Quoted passage:
Start of Block

Artibonite (/fr/; Latibonit) is one of the ten departments of Haiti located in central Haiti. With an area of 4,887 km^{2} it is Haiti's largest department. As of 2015, its estimated population was 1,727,524. The region is the country's main rice-growing area. The main cities are Gonaïves (the capital) and Saint-Marc. In February 2004 an insurgency tried unsuccessfully to declare Artibonite's independence.

== Etymology ==
The name L'Artibonite is derived from the Artibonite River, the longest river on Hispaniola. L'Artibonite is derived from the Taino ja'tibonicu meaning "Great High Place of the Sacred Waters." Under the administration of Toussaint Louverture, the department was known as Toussaint's Department.

== History ==
===Taino period===
During the pre-colonial period, the area of the present-day department was divided among the Taíno cacicazgos of Marien, Maguana, and Jaragua. The border between these chiefdoms is generally believed to have followed the Artibonite River. Although the department's capital, Gonayibo, is thought to have belonged to the Xaragua chiefdom, it was located near the border between the three territories.

Haitian oral tradition recounts that the Taíno queen traveled annually from her principal city of Yaguana to Gonayibo, accompanied by her nitainos (nobles), a journey that is said to have inspired the origins of Haitian Rara traditions.

Some of the best-known Taíno settlements and archaeological sites in the department are Gonaibo, Amani-y, the caves of Dondon and archeological sites in the Cote-des-Arcadins area.

===French period===
Under the French administration the towns of St-Marc, L'Éstère. Mirebalais and Petite-Rivières-de-l'Artibonite were important French settlements with multiple plantations in the Valley.
During that period the town of St-Marc was under the control of the colonialists and was the seat of Assemblée Colonial or the Colonial Assembly.

===Haitian Revolution===
At the beginning of the Revolution, St-Marc was burned by Dessalines and Gonaives by Vernet under the order of Toussaint in response to Napoléon's tyrannic behaviors.
Later on, Toussaint defeated the French troops at the Bataille-de-la-Ravine-à-Couleuvre near the town of Gonaives.
In Gonaives the French captured Toussaint and he was later sent to France and died.

In April 1802 during the siege of Crête-à-Pierrot that lasted almost one month, the indigenous troops offer the French generals the greatest resistance. During that battle, Dessalines threatened to set fire to the gunpowder reserve in case the French would enter the fort. The Haitian hero Marie-Jeanne Lamartinière surprised the French troops with her courageous behavior.

End of Block

To do:
(1) In the passage on the Artibonite department, which river gives the department its name?
(2) From the passage on the Artibonite department, extract everything from "Later on, Toussaint" down to "her courageous behavior.", copying it word for word.
(3) Continue the passage on the Artibonite department, starting after its final sentence.

Given entries:
Start of Block

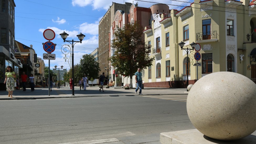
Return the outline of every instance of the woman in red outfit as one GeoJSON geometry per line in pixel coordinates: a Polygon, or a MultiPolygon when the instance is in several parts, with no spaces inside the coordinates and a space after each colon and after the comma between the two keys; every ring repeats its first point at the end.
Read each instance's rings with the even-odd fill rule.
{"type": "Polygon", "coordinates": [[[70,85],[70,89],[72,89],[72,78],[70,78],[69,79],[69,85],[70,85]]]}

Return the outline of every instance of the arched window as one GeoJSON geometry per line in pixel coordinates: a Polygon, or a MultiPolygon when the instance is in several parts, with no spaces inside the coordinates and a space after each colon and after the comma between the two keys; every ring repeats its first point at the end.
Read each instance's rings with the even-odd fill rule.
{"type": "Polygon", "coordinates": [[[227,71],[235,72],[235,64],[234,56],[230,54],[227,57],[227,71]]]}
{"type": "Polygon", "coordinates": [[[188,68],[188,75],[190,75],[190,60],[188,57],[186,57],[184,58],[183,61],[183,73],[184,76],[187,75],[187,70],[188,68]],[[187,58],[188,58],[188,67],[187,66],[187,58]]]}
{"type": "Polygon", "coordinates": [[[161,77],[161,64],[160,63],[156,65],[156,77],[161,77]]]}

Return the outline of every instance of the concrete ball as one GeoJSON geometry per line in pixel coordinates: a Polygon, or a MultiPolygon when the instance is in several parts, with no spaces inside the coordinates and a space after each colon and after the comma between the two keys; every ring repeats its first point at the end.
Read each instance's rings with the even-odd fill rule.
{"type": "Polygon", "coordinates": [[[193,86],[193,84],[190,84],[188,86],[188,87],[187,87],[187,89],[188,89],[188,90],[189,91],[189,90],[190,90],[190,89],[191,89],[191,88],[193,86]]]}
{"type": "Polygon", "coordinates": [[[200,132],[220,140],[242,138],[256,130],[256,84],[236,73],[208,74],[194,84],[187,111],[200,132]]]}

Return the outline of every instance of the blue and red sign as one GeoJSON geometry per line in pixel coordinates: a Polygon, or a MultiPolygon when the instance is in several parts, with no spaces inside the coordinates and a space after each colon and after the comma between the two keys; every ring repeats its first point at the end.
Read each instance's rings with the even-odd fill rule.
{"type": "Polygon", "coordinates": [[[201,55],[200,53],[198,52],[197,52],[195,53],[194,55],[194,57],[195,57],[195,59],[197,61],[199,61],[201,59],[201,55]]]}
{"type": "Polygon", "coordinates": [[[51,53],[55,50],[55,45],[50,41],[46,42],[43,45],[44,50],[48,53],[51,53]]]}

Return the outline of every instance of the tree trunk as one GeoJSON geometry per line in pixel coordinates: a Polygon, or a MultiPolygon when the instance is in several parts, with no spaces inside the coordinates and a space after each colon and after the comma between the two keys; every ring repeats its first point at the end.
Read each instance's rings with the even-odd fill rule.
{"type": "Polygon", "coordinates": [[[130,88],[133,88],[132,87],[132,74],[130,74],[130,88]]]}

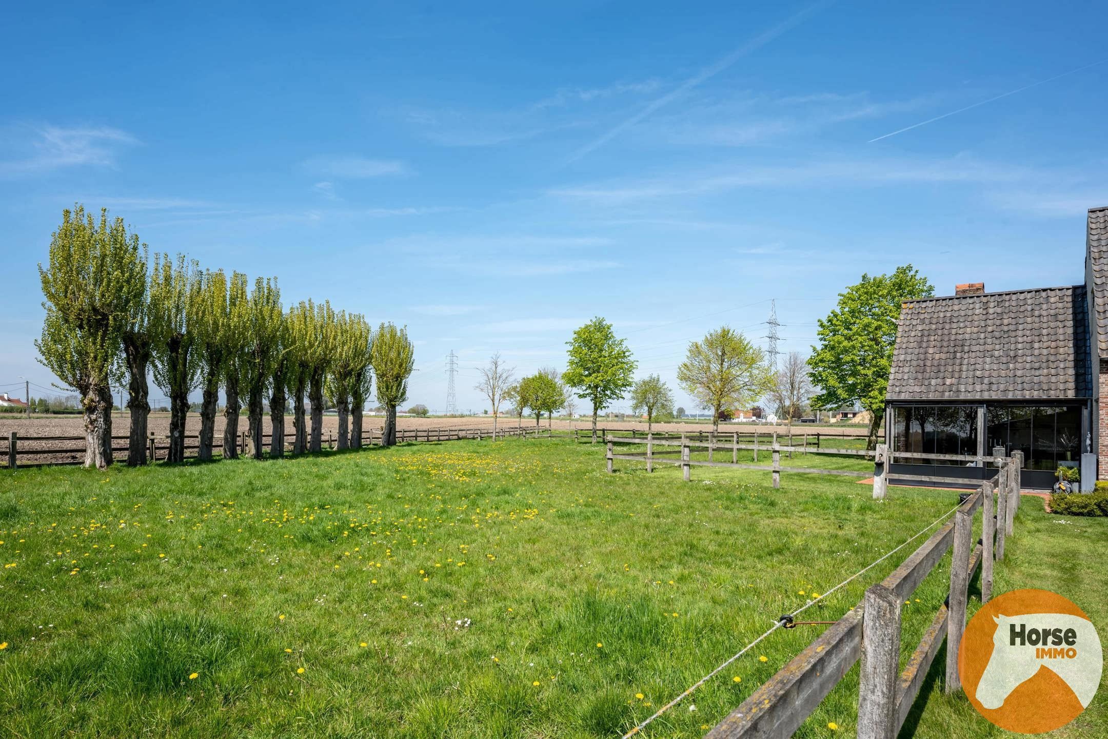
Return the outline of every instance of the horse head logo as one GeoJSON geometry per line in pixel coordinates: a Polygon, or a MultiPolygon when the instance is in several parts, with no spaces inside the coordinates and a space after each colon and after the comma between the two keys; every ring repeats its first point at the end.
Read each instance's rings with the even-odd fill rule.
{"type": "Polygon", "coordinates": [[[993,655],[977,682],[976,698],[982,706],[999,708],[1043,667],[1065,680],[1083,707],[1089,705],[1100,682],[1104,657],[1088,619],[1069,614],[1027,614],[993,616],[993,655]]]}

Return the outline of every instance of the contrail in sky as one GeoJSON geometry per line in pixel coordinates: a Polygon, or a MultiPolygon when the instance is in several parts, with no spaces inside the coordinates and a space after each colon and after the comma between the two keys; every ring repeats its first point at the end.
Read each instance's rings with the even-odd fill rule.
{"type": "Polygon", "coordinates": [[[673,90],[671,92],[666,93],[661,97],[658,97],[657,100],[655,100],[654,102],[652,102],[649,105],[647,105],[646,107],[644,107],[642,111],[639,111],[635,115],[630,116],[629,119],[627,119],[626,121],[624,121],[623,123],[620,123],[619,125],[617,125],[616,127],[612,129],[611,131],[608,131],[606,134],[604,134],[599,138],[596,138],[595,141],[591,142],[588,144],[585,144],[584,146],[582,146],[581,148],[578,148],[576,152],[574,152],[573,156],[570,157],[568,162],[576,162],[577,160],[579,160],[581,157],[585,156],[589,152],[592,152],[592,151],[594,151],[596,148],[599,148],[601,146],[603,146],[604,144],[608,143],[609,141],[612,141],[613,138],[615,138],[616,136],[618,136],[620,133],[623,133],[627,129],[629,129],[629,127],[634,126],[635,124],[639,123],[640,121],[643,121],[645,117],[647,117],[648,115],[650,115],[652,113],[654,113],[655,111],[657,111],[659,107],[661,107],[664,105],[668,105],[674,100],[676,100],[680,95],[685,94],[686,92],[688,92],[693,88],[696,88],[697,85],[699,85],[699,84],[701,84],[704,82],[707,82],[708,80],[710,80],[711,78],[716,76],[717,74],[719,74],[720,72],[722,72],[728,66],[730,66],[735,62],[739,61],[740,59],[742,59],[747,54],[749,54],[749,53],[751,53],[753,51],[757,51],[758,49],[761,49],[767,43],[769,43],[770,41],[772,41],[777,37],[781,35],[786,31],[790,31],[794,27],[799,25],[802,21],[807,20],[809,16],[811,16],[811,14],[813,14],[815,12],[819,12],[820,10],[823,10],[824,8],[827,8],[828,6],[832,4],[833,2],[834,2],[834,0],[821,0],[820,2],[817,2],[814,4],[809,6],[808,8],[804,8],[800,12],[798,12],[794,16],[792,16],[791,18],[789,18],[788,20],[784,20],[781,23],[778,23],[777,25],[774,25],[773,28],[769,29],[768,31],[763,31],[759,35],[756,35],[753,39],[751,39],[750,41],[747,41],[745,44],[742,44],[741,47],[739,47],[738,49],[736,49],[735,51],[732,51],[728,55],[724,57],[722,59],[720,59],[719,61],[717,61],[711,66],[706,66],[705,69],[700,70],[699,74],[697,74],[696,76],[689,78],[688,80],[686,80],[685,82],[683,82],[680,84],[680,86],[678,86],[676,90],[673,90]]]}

End of Block

Numbered answers:
(1) The Artibonite River, the longest river on Hispaniola.

(2)
Later on, Toussaint defeated the French troops at the Bataille-de-la-Ravine-à-Couleuvre near the town of Gonaives.
In Gonaives the French captured Toussaint and he was later sent to France and died.

In April 1802 during the siege of Crête-à-Pierrot that lasted almost one month, the indigenous troops offer the French generals the greatest resistance. During that battle, Dessalines threatened to set fire to the gunpowder reserve in case the French would enter the fort. The Haitian hero Marie-Jeanne Lamartinière surprised the French troops with her courageous behavior.

(3)
===Haitian period===
Gabart commander of St-Marc, Vernet commander of Gonaives, and Dessalines commander of the Indigenous Army are signatories of the Haitian Declaration of Independence.
Gonayiv is the first city to be gained from the French troops by the Indigenous Army, and Gabart freed St-Marc on September 4, 1803.

On January 1, 1804, the city of Gonaives hold the first Haitian political conference and witness the Declaration of Independence under the eyes of Dessalines, Henry, Pétion, Geffrard, Boirond Tonnerre, some British troops and many more.
The town of Dessalines became the world's first black capital and the seat of the Haitian Empire.
Many times, the department has dissociated itself from Port-au-Prince and the West many times notably under the leadership of Henry Christophe, Nissage Saget, receiving Fabre Geffrard against Faustin.
In the contemporary period, Gonaives rose furiously in 1986 and 2004 overthrowing both Duvalier and Aristide.

== Geography ==
The department is bordered to the north by North and North-West, on the west the Gulf of Gonave, the south West and the east and Centre.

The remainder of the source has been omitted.